One year ago Warwick Anti-Casualisation delivered to you a petition, containing more than a 1,100 signatures from members of the University community, with six demands for fair teaching conditions for sessional tutors at Warwick. These included demands for all hourly-paid tutors to be re-classified as employees of the University; and for our work to be fairly and equally remunerated across all departments. When we met with you in January 2017 to discuss our demands, you made us two key promises.

1) You promised us that the University was committed to putting in place a process through which hourly-paid teaching could move away from its current model of widespread casualisation, towards a system where all tutors are entitled to secure employment rights. You told us that we should wait until the new Sessional Teaching Payroll (STP) was put in place, and that the University would then start a separate process to address the issue of employment status for sessional tutors. However, one year later, the issue of employment contracts for hourly-paid tutors remains unaddressed, and in fact it appears to have fallen to the bottom of the University’s agenda. Neither the SU nor UCU have been informed of, or been party to, any conversations on this topic yet. Hourly-paid tutors continue to be treated as second class members of staff – with contracts and hours of work withdrawn at will, inexcusable delays in pay, no pay increases depending on seniority, and no recognition of continuity of service. This situation is unacceptable.

Dataset extract »
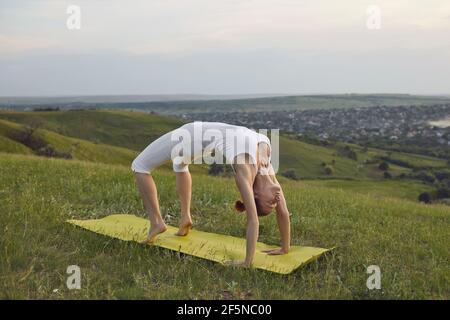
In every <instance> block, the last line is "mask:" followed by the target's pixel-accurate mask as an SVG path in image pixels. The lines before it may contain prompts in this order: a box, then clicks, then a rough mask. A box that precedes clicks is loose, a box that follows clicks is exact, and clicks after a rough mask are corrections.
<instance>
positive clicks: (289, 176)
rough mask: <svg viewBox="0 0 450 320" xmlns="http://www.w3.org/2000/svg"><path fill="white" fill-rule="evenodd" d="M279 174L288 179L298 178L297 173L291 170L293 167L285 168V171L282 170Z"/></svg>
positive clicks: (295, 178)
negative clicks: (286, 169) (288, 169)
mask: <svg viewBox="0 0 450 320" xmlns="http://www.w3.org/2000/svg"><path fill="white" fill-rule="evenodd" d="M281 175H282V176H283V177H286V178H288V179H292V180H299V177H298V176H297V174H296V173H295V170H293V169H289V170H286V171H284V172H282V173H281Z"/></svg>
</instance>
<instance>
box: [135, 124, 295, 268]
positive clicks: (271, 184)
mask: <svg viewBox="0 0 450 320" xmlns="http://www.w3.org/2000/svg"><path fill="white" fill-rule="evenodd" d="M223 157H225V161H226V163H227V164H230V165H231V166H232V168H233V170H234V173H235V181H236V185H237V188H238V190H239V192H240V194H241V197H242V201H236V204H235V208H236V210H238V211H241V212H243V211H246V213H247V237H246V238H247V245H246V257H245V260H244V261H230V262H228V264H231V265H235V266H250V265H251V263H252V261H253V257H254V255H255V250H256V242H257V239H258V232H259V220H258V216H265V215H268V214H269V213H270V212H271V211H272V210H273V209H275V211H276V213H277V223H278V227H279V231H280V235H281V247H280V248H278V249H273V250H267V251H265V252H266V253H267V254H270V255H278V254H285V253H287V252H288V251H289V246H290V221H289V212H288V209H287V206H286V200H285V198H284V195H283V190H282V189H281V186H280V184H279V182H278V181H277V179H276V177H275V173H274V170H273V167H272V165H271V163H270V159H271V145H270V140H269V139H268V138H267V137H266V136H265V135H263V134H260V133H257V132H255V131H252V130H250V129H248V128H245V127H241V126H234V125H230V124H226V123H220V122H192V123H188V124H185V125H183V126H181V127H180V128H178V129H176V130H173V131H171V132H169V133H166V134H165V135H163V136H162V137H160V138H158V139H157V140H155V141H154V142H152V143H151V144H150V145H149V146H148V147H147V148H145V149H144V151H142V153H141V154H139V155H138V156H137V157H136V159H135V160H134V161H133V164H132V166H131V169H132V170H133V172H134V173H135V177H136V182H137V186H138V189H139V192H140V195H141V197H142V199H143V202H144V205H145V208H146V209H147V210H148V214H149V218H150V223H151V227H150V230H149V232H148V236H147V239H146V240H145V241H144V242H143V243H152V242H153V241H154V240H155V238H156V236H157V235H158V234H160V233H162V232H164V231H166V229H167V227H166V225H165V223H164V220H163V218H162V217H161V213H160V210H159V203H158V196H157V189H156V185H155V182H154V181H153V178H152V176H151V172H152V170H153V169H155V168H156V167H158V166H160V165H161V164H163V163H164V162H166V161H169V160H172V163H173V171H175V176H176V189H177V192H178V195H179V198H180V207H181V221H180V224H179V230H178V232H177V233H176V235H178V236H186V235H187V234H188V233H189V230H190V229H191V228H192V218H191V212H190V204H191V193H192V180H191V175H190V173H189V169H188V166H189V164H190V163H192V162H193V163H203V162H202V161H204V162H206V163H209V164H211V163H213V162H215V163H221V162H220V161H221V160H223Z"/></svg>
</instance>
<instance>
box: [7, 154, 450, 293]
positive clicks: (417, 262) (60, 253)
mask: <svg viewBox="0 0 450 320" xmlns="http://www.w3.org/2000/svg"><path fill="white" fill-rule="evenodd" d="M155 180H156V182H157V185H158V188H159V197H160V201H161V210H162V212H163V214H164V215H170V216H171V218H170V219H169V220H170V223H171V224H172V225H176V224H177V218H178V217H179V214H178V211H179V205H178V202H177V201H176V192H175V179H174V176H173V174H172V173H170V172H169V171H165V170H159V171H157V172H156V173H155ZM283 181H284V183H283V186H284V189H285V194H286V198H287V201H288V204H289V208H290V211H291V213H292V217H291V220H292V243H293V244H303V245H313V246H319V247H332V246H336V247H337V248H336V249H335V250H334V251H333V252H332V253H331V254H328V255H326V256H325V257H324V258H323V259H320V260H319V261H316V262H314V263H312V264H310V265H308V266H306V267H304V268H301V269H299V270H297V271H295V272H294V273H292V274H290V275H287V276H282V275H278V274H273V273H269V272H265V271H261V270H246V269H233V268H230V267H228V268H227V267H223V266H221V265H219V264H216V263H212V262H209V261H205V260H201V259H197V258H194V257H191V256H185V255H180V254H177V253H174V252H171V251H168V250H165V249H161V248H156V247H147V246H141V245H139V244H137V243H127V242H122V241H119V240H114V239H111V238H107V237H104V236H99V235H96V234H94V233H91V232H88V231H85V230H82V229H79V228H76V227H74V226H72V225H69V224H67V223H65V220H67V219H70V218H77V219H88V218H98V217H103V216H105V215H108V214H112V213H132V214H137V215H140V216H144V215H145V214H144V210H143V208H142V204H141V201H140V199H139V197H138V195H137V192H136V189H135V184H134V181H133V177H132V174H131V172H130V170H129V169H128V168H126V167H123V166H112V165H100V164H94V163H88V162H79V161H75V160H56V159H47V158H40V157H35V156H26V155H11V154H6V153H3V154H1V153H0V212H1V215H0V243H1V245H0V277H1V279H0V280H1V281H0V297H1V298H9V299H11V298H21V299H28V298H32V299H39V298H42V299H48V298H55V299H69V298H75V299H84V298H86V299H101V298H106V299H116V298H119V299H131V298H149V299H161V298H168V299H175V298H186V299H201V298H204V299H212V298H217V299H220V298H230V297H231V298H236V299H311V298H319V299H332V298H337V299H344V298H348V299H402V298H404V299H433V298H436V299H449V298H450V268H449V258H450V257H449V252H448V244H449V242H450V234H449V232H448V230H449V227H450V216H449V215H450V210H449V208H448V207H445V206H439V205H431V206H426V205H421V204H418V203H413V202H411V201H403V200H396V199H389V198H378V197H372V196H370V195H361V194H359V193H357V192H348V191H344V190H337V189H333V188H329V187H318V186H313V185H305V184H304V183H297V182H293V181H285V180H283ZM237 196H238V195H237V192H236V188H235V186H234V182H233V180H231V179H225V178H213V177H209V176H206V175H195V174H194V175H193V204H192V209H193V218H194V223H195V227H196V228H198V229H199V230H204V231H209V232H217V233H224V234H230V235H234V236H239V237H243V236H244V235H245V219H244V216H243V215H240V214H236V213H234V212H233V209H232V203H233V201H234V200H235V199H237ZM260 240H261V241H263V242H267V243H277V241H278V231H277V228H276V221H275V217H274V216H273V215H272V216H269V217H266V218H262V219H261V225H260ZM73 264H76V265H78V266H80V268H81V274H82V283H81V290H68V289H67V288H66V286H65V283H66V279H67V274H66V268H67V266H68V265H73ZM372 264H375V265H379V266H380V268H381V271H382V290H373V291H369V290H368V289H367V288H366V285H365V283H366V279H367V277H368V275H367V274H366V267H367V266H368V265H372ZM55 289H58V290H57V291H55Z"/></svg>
==
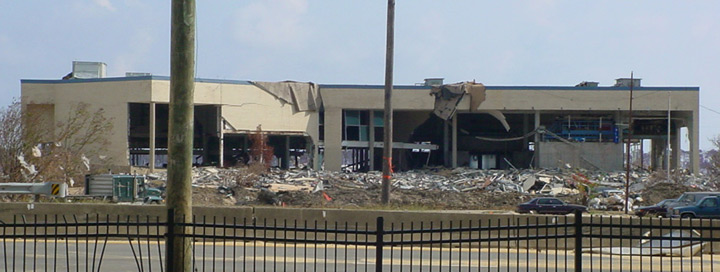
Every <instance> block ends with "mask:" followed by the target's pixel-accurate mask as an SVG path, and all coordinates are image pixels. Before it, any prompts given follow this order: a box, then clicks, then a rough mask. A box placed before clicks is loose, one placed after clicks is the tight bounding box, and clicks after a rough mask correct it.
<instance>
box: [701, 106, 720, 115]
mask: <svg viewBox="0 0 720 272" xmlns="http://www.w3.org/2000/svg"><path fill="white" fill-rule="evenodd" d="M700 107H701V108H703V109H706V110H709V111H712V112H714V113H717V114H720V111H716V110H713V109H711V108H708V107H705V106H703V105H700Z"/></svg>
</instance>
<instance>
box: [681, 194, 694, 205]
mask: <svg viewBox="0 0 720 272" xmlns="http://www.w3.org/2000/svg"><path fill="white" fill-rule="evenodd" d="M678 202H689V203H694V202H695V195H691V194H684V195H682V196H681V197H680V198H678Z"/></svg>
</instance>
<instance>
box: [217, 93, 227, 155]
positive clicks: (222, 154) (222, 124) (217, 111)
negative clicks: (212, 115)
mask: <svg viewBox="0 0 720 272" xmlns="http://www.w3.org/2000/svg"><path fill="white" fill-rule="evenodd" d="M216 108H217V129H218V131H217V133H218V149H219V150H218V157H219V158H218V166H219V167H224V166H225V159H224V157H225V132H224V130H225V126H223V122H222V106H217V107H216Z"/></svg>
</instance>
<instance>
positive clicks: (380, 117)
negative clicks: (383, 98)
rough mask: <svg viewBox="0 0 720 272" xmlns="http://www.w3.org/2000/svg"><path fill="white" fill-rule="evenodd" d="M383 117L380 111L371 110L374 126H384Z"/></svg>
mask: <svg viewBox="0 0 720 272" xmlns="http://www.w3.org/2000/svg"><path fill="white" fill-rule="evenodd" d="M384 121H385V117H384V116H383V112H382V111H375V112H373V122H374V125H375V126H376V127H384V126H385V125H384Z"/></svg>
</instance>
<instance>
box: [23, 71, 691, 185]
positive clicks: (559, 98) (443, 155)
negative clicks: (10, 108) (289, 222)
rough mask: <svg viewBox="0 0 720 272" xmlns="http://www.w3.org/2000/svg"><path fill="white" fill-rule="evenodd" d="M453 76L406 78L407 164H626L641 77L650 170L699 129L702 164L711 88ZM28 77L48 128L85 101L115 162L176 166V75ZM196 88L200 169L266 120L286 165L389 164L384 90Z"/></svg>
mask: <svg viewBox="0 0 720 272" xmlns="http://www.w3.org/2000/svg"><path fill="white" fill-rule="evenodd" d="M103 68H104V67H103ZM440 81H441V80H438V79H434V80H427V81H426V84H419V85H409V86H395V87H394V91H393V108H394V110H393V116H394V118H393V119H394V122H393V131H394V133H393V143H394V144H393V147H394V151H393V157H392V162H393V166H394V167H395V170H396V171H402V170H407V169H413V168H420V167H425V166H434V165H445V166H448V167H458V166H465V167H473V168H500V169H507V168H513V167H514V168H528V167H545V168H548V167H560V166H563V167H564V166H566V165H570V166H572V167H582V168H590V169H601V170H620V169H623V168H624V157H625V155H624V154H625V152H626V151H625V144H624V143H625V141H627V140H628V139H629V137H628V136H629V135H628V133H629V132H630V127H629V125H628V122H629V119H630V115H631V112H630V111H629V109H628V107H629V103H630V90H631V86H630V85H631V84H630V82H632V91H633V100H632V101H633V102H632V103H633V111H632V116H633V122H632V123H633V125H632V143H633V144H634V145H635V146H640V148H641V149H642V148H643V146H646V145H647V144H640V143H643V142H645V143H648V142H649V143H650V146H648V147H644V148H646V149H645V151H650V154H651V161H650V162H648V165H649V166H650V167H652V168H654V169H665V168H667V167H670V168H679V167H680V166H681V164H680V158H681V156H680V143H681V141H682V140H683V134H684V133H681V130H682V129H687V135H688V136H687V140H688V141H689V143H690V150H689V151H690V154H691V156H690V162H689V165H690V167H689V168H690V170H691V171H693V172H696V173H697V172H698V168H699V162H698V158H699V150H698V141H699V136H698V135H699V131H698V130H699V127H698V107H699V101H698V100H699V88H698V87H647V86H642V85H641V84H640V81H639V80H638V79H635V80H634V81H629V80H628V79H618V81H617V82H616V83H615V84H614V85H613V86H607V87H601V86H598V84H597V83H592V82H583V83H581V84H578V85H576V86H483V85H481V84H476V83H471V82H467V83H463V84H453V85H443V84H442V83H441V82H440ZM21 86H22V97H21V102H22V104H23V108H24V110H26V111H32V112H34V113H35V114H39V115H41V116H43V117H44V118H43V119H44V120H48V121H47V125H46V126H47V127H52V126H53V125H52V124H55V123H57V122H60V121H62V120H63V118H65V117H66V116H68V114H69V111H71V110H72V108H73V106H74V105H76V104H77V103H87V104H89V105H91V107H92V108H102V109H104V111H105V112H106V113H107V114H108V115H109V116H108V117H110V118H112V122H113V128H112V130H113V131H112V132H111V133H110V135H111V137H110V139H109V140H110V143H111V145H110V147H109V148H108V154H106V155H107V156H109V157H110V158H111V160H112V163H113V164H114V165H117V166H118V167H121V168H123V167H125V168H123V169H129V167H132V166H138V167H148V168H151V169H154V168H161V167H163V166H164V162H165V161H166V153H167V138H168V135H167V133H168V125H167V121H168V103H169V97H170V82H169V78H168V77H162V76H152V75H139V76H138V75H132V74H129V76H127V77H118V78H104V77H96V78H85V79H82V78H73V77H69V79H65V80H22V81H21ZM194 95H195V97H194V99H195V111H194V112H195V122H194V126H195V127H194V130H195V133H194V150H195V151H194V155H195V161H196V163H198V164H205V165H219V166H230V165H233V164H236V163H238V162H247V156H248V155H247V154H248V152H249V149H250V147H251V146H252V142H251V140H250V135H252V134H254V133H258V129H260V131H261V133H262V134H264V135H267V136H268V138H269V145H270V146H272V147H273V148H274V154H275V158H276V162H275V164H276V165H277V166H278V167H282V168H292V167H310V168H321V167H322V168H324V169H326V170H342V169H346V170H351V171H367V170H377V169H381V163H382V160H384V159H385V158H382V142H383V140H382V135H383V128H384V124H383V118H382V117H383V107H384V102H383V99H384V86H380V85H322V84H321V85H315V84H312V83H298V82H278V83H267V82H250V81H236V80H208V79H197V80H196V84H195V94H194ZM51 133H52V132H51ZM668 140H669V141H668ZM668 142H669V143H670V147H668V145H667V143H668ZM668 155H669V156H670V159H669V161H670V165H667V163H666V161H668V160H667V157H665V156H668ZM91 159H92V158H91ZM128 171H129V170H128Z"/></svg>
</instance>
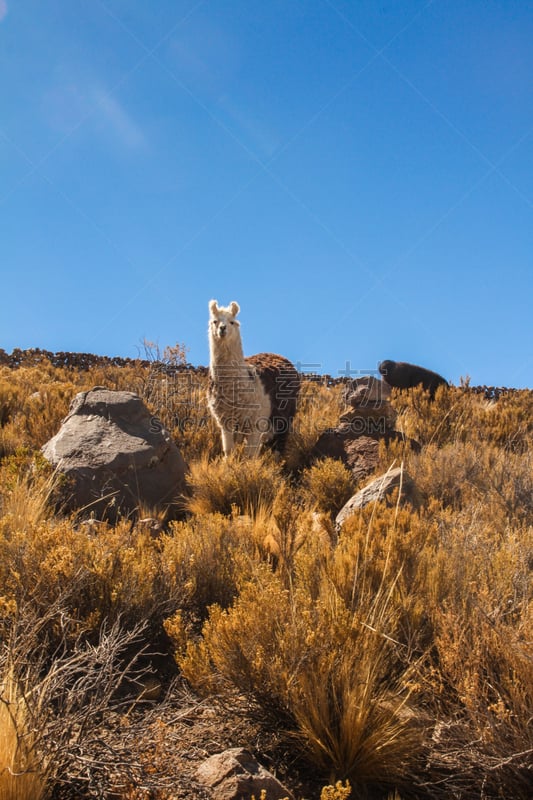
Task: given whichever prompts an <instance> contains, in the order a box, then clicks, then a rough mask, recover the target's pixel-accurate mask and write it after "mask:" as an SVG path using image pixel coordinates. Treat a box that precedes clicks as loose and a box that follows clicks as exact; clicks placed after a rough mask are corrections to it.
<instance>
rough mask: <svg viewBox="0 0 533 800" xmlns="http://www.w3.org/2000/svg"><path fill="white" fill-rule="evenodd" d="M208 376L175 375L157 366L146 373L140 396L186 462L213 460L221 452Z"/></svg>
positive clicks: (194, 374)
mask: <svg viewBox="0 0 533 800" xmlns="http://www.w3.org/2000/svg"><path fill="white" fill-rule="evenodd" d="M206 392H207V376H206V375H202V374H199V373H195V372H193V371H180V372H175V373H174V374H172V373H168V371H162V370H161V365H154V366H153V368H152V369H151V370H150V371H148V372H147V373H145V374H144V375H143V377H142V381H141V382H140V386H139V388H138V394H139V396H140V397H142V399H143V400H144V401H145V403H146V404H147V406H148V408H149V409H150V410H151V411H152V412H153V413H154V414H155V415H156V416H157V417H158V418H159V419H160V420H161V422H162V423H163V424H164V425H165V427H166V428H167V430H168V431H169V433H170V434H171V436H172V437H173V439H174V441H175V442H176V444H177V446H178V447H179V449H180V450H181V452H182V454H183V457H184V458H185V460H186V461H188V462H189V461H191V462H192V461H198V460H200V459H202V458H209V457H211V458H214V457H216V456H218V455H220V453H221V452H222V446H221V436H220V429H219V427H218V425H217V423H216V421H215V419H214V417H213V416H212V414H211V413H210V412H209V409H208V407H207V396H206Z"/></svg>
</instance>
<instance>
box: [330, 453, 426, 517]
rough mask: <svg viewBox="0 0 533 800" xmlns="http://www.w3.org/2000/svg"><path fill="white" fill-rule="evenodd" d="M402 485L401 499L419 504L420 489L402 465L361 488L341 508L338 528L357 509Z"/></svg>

Written task »
Copy the stretch of the text about sessional tutors at Warwick from "One year ago" through "two key promises.", word for word.

Your solution »
One year ago Warwick Anti-Casualisation delivered to you a petition, containing more than a 1,100 signatures from members of the University community, with six demands for fair teaching conditions for sessional tutors at Warwick. These included demands for all hourly-paid tutors to be re-classified as employees of the University; and for our work to be fairly and equally remunerated across all departments. When we met with you in January 2017 to discuss our demands, you made us two key promises.